[Dataset records]
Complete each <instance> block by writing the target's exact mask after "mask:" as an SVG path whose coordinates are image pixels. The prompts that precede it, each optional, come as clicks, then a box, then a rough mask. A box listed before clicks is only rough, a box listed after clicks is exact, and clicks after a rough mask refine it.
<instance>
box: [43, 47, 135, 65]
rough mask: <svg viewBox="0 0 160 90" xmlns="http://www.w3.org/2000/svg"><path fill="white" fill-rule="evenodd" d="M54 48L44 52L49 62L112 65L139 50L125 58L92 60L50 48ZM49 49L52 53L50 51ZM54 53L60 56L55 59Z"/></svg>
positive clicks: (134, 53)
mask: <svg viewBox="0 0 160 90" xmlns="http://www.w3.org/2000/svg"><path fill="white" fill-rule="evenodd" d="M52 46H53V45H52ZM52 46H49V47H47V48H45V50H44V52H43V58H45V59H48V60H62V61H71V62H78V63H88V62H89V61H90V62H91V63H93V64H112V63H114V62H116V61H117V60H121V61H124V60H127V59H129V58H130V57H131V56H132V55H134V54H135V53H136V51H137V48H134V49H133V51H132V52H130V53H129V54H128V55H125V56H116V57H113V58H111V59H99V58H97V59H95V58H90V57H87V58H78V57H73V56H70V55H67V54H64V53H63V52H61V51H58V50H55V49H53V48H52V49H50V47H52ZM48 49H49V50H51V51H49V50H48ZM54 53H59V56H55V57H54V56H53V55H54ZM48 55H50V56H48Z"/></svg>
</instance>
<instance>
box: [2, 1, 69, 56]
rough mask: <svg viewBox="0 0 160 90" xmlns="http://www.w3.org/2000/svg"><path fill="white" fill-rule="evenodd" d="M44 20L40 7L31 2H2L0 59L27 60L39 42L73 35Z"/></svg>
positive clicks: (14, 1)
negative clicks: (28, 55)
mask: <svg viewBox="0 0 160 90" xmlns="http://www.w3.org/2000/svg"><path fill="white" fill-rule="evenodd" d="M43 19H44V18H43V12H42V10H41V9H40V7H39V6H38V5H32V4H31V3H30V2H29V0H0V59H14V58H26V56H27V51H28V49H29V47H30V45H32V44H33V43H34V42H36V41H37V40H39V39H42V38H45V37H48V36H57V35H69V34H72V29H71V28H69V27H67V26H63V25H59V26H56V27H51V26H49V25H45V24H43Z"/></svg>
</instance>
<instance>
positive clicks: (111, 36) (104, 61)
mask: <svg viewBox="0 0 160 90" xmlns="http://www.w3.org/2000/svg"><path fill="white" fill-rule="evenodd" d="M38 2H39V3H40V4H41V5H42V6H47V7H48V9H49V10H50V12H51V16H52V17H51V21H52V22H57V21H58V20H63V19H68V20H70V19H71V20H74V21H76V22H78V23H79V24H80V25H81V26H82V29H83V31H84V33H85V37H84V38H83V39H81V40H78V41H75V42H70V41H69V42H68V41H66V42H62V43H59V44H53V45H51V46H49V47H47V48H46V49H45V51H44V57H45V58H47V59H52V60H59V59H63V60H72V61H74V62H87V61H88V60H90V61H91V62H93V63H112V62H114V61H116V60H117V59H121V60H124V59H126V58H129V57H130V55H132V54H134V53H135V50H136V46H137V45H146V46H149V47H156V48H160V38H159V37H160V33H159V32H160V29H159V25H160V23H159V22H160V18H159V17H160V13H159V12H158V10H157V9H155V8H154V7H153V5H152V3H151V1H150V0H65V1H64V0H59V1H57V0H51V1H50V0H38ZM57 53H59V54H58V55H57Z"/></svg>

* PROBLEM DESCRIPTION:
Repeat every record, exactly as written.

* TASK RESPONSE:
Complete each <instance> block by writing the target's exact mask after "mask:" as an SVG path whose coordinates are image pixels. The prompts that precede it, each optional, come as clicks, then a box, then a rough mask. A box listed before clicks is only rough, a box listed after clicks is exact, and clicks after a rough mask refine it.
<instance>
box: [43, 47, 135, 65]
rough mask: <svg viewBox="0 0 160 90" xmlns="http://www.w3.org/2000/svg"><path fill="white" fill-rule="evenodd" d="M54 48L44 52L49 62L112 65L139 50L125 58L92 60L50 48ZM49 49L52 53L50 51ZM54 53L60 56L55 59Z"/></svg>
positive clicks: (134, 53)
mask: <svg viewBox="0 0 160 90" xmlns="http://www.w3.org/2000/svg"><path fill="white" fill-rule="evenodd" d="M52 46H53V45H52ZM52 46H49V47H47V48H45V50H44V52H43V58H45V59H48V60H62V61H71V62H78V63H88V62H89V61H90V62H91V63H93V64H112V63H114V62H116V61H117V60H121V61H124V60H127V59H129V58H130V57H131V56H132V55H134V54H135V53H136V51H137V48H134V49H133V51H132V52H130V53H129V54H128V55H125V56H116V57H113V58H111V59H99V58H97V59H95V58H90V57H87V58H78V57H73V56H70V55H67V54H64V53H63V52H61V51H58V50H55V49H53V48H52V49H50V47H52ZM48 49H49V50H51V51H49V50H48ZM54 53H59V56H55V57H54V56H53V55H54ZM48 55H50V56H48Z"/></svg>
</instance>
<instance>
box: [2, 1, 69, 56]
rough mask: <svg viewBox="0 0 160 90" xmlns="http://www.w3.org/2000/svg"><path fill="white" fill-rule="evenodd" d="M44 20L40 7L31 2H2L0 59L27 60L39 42L73 35Z"/></svg>
positive clicks: (14, 1)
negative clicks: (28, 55)
mask: <svg viewBox="0 0 160 90" xmlns="http://www.w3.org/2000/svg"><path fill="white" fill-rule="evenodd" d="M43 19H44V18H43V12H42V10H41V9H40V7H39V6H38V5H32V4H31V3H30V2H29V0H0V59H14V58H26V56H27V51H28V49H29V47H30V45H32V44H33V43H34V42H36V41H37V40H39V39H42V38H45V37H48V36H57V35H69V34H72V29H71V28H69V27H67V26H63V25H59V26H56V27H51V26H49V25H45V24H43Z"/></svg>
</instance>
<instance>
positive clicks: (111, 36) (104, 61)
mask: <svg viewBox="0 0 160 90" xmlns="http://www.w3.org/2000/svg"><path fill="white" fill-rule="evenodd" d="M38 2H39V3H40V4H41V5H42V6H47V7H48V9H49V10H50V12H51V16H52V17H51V21H52V22H57V21H58V20H63V19H68V20H70V19H71V20H74V21H76V22H78V23H79V24H80V25H81V26H82V29H83V31H84V33H85V37H84V38H83V39H81V40H78V41H75V42H70V41H69V42H68V41H66V42H62V43H59V44H53V45H51V46H49V47H47V48H46V49H45V51H44V57H45V58H47V59H52V60H59V59H63V60H72V61H74V62H87V61H88V60H90V61H91V62H93V63H112V62H114V61H116V60H117V59H121V60H124V59H126V58H129V57H130V55H132V54H134V53H135V50H136V46H137V45H146V46H149V47H156V48H160V38H159V37H160V33H159V32H160V29H159V25H160V23H159V22H160V18H159V17H160V13H159V12H158V10H157V9H155V8H154V7H153V5H152V3H151V1H150V0H65V1H64V0H59V1H57V0H51V1H50V0H38ZM57 53H59V54H58V55H57Z"/></svg>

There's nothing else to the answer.